#### [Problem A]
Reproduce the passage from the comparison of Heat and White Heat that opens with the words containing "Walsh and Mann" and closes with "of dedication impresses.".

#### [Excerpted text]
Both works explore the parallel yet opposed worlds of the armed robber, continually seeking the next big score to further his dream, and the law enforcer, sworn to prevent him and protect the public. In screen time terms equal weighting is given to each, and in character construction a certain blurring of the lines between antagonist and protagonist occurs.

 

Though Vincent Hanna sits firmly at the moral centre of Mann’s pairing, we are clearly invited to empathise with his opponent Neil McCauley despite his utter brutality. McCauley’s brotherly devotion to his crew and late discovery of love aids this, as does his wry smile on hearing the admiration Hanna has for him. Cody Jarrett generates a degree of compassion notwithstanding his callousness, principally through his delicately-played psychosis. Simultaneously driving and undermining his ruthlessness, it allows Jarrett to also reveal a moment of humanity when he acknowledges the help of the man he knows as Pardo during a debilitating mental fugue.

 

The camera is omniscient in both films, allowing the audience to see each side of this struggle, and in both the criminal is unsettled by treachery of a sort. Only in White Heat, however, are we aware from the outset that ‘Pardo’ is in fact an undercover Treasury agent; in Heat, not only is it another robber – the sadistic and volatile Waingro – who will bring about McCauley’s eventual fall, but his efforts occur largely outside the audience’s apprehension.

 

Walsh and Mann are fully aware that the painstaking preparation of a bank job or other crime has its own delicious tang, and whether it is Jarrett’s conversion of an oil tanker into his “Trojan Horse” or McCauley’s co-optiing of a wrecking truck for an armoured car robbery, the ingenuity and sheer level of dedication impresses.

#### [Records provided]
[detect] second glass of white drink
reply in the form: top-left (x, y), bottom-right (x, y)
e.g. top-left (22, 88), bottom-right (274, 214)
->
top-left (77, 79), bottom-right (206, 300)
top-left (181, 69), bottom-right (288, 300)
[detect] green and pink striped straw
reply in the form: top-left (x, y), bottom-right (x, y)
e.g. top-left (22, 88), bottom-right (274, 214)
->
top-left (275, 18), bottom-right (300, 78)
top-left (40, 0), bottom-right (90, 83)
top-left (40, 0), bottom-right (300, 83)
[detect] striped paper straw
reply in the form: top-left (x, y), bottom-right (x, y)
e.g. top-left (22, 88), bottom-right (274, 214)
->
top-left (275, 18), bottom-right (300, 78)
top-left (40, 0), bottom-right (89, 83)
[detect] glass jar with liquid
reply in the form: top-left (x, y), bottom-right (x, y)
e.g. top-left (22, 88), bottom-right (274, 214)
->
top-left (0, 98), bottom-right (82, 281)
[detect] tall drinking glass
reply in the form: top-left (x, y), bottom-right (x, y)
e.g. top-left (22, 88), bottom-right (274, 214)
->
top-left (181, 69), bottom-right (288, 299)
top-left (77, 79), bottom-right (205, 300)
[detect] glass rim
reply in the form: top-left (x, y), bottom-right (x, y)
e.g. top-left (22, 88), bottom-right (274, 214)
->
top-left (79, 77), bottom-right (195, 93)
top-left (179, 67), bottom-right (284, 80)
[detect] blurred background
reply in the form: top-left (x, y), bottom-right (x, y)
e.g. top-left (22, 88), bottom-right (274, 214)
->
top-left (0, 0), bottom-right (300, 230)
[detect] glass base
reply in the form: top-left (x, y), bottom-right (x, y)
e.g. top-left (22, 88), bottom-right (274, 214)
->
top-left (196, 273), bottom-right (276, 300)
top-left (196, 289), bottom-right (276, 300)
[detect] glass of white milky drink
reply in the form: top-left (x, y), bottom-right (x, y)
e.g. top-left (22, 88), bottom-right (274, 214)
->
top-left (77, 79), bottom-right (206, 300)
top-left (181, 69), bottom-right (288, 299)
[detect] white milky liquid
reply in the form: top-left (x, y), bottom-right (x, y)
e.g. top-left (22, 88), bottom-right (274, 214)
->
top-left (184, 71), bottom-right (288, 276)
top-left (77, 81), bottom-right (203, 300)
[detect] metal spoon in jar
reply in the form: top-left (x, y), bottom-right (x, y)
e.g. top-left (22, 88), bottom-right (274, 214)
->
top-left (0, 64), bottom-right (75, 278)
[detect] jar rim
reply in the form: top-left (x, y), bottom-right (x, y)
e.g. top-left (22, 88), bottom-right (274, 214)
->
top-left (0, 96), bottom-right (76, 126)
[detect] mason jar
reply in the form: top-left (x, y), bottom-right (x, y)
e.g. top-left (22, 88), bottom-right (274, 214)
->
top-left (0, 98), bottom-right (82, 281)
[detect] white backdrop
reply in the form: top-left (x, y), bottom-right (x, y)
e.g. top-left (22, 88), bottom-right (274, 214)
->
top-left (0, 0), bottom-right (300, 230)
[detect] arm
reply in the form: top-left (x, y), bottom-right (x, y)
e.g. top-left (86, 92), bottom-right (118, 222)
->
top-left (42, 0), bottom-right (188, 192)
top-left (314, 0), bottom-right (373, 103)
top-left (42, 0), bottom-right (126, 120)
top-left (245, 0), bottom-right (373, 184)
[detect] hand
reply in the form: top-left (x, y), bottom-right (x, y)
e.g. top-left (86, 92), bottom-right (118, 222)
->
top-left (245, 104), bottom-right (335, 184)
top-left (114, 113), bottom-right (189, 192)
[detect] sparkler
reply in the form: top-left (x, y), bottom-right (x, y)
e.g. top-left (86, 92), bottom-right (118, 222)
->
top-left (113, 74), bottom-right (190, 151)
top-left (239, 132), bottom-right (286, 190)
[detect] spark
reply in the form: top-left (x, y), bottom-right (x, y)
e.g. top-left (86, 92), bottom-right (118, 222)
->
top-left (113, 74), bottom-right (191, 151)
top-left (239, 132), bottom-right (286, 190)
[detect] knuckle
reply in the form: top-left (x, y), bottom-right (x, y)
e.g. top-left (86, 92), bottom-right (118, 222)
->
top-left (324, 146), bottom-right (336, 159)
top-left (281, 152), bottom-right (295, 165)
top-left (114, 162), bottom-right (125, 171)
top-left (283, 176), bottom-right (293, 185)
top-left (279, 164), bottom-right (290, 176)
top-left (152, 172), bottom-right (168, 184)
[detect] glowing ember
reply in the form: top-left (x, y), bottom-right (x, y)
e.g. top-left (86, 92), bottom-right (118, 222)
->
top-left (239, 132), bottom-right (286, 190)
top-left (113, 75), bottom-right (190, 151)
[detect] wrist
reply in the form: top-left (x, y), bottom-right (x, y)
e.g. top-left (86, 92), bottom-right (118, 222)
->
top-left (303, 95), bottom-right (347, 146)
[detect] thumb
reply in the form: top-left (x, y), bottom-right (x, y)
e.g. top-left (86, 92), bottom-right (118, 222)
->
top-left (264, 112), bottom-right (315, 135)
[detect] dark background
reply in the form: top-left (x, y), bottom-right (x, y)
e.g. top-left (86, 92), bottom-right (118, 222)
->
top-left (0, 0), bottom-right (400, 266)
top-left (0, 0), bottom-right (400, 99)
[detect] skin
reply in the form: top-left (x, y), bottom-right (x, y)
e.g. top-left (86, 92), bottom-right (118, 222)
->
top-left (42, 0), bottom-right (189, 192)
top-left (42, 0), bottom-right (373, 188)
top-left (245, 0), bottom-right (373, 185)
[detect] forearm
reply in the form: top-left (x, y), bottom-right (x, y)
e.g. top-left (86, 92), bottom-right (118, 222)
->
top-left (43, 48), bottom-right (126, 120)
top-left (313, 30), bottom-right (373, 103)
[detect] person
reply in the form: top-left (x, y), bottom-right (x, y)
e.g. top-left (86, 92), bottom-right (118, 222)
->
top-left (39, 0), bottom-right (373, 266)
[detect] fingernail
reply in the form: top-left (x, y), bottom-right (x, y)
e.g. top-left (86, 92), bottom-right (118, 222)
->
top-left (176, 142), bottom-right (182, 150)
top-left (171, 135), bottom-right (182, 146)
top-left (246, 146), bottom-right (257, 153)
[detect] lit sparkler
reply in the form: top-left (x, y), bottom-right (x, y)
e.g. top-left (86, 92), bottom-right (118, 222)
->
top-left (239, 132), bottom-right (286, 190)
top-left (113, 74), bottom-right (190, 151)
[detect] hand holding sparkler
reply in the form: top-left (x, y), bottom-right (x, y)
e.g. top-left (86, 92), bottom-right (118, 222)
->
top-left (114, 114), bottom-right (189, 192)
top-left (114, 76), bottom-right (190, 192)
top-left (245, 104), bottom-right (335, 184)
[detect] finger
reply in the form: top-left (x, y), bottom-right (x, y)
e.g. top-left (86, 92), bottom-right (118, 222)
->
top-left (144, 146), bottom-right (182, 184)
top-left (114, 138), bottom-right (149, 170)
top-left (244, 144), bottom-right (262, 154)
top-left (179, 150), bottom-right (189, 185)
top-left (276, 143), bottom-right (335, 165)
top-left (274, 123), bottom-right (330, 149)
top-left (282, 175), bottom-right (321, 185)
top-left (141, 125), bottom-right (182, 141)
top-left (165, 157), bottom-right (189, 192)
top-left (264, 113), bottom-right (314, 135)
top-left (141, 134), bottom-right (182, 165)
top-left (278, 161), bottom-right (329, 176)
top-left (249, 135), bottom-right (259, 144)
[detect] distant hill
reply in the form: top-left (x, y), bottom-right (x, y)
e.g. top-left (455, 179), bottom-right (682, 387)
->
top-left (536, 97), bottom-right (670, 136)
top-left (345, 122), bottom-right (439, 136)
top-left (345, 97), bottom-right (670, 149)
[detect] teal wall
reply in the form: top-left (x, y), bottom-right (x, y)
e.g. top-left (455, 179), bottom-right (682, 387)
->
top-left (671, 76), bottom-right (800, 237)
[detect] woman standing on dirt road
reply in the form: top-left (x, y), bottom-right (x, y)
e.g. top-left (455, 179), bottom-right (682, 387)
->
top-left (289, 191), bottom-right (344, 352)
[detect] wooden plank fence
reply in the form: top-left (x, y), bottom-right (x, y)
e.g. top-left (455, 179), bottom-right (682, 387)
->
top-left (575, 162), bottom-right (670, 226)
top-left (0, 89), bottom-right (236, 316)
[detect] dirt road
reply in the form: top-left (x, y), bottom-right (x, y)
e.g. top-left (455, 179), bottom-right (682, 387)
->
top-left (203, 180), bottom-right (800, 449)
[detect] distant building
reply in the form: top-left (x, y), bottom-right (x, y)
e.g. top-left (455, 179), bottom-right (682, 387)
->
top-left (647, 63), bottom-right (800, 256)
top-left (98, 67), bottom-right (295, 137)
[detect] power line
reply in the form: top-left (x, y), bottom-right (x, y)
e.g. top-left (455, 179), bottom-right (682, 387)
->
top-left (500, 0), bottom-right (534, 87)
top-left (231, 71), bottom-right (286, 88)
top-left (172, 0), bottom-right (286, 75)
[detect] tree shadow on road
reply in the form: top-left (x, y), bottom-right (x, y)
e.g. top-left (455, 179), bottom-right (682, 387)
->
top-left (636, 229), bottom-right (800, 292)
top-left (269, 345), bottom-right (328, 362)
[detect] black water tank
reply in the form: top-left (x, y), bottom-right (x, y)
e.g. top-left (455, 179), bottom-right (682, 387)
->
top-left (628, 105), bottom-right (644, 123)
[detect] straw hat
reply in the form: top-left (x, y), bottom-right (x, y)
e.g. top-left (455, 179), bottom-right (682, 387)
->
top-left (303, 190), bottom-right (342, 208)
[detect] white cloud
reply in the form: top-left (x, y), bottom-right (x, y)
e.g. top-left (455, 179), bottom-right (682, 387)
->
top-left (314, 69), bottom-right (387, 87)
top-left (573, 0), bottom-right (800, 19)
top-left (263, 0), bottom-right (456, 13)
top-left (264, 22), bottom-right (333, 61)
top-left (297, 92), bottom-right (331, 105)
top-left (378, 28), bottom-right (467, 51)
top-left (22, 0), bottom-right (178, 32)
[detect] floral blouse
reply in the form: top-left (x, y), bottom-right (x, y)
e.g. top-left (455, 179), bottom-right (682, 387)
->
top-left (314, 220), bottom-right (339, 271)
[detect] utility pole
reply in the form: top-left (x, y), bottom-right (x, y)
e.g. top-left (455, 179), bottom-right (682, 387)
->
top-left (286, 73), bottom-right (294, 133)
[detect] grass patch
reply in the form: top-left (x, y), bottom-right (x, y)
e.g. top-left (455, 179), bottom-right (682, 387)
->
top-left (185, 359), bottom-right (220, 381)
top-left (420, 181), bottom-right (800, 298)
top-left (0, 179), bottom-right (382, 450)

#### [Problem B]
From the rows above, select and copy out every line containing the word "distant".

#### [Response A]
Walsh and Mann are fully aware that the painstaking preparation of a bank job or other crime has its own delicious tang, and whether it is Jarrett’s conversion of an oil tanker into his “Trojan Horse” or McCauley’s co-optiing of a wrecking truck for an armoured car robbery, the ingenuity and sheer level of dedication impresses.

#### [Response B]
[detect] distant hill
[detect] distant building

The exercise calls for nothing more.